▶ _Excerpt provided_:
[start]

UNITED STATES DISTRICT COURT NORTHERN DISTRICT OF NEW YORK


February 11, 2010

REGINALD T. HANNAH, PLAINTIFF,
v.
P. VANGUILDER, DEPUTY SUPERINTENDENT OF SECURITY; RICHARD ARMSTRONG, WATCH COMMANDER LIEUTENANT; MICHAEL CUMMINGS, ESCORT GUARD; AND DAVID STEMP, RECREATION SUPERVISOR, DEFENDANTS,

The opinion of the court was delivered by: David R. Homer U.S. Magistrate Judge

REPORT-RECOMMENDATION AND ORDER*fn1

Plaintiff pro se Reginald Hannah ("Hannah"), an inmate in the custody of the New York State Department of Correctional Services ("DOCS"), brings this action pursuant to 42 U.S.C. § 1983 alleging that defendants, four DOCS employees, violated his constitutional rights under the Eighth Amendment. Compl. (Dkt. No. 1). Presently pending is defendants' motion for summary judgment pursuant to Fed. R. Civ. P. 56. Dkt. No. 34. Hannah opposes the motion. Dkt. No. 38. For the following reasons, it is recommended that defendants' motion be granted.

I. Background

The facts herein are related in the light most favorable to Hannah as the non-moving party. See subsection II(A) infra.

On September 3, 2006, Hannah was taken from his cell for an afternoon meal and recreation. Compl. ¶ 29. Defendant Stemp initially escorted Hannah to the mess hall and "maintain[ed] supervision and control over . . . [the inmates] while they were in the mess hall" until he was relieved and his post was taken over by Defendant Cummings. Stemp Decl. (Dkt. No. 34-6) ¶¶ 5-7*fn2 ; Cummings Decl. (Dkt. No. 34-5) ¶ 5. Upon arriving at the mess hall, none of the inmates were required to pass through the metal detector located in the hallway before the entrance to the cafeteria. Hannah Dep. (Dkt. No. 34-2) at 25. Additionally, there were no officers posted at the metal detector to conduct searches of the inmates. Id. at 27.

[end]

▶ _Record list_:
[start]

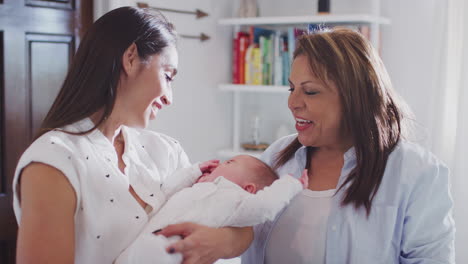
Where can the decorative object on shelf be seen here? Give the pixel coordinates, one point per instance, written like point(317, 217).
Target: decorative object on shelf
point(248, 8)
point(324, 7)
point(198, 13)
point(202, 36)
point(255, 145)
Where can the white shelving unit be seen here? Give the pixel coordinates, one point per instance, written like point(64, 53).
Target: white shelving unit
point(374, 21)
point(297, 20)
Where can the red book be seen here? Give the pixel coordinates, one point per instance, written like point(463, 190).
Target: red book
point(235, 60)
point(243, 45)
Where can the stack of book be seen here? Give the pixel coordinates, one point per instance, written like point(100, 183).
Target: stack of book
point(263, 56)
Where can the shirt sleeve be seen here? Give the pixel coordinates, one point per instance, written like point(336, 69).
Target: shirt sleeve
point(181, 179)
point(428, 231)
point(265, 204)
point(55, 152)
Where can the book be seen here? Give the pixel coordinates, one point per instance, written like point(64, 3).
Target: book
point(244, 40)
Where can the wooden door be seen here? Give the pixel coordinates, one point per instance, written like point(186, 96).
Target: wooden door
point(37, 42)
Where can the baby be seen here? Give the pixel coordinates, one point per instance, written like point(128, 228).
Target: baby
point(242, 191)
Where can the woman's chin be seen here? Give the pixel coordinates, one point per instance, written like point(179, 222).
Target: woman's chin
point(306, 140)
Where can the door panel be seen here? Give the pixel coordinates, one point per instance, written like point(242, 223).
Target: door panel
point(37, 42)
point(48, 55)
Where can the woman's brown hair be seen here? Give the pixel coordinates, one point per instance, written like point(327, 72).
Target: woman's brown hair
point(91, 82)
point(371, 114)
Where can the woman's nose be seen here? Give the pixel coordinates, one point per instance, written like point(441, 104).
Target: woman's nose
point(167, 98)
point(294, 101)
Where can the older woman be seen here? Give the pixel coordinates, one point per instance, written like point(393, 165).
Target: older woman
point(373, 197)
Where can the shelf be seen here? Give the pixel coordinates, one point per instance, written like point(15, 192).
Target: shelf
point(254, 88)
point(294, 20)
point(229, 153)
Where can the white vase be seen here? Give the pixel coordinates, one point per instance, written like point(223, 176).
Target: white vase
point(248, 8)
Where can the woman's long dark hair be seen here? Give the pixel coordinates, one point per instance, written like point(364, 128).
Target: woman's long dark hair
point(371, 114)
point(91, 82)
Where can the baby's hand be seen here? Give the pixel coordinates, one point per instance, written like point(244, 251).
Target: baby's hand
point(209, 166)
point(304, 179)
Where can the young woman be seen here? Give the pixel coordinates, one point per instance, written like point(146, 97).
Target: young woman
point(85, 186)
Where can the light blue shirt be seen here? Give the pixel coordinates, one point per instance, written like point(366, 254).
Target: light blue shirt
point(411, 216)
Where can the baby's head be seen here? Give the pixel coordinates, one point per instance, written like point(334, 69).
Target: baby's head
point(246, 171)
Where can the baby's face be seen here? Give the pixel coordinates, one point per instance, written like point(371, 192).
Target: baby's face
point(236, 170)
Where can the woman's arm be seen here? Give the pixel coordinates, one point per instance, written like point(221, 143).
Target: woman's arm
point(202, 244)
point(48, 203)
point(429, 230)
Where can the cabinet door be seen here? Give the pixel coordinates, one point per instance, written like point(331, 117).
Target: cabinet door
point(37, 43)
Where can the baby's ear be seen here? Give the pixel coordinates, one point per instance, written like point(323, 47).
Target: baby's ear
point(251, 188)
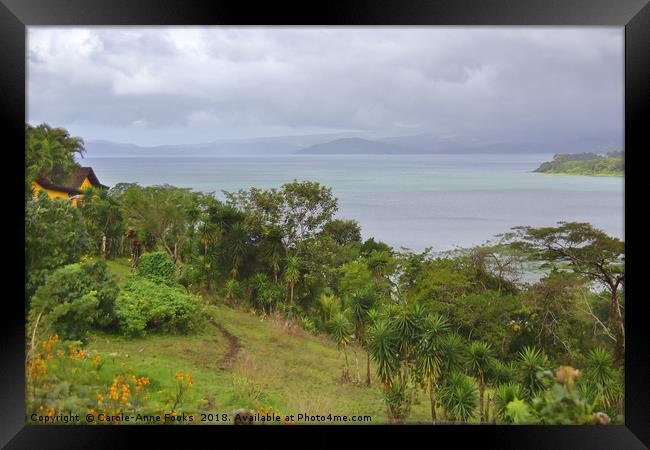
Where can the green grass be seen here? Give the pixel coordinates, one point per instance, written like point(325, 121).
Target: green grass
point(288, 369)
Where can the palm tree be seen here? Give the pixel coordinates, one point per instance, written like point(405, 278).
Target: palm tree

[end]

▶ _The request_:
Answer these from the court opinion excerpt above, one per line:
1. Under which statute does Hannah bring his action?
2. On what date was Hannah taken from his cell for an afternoon meal and recreation?
3. Which defendant took over Stemp's post after Stemp was relieved?

▶ _Finished task_:
1. 42 U.S.C. § 1983
2. September 3, 2006
3. Cummings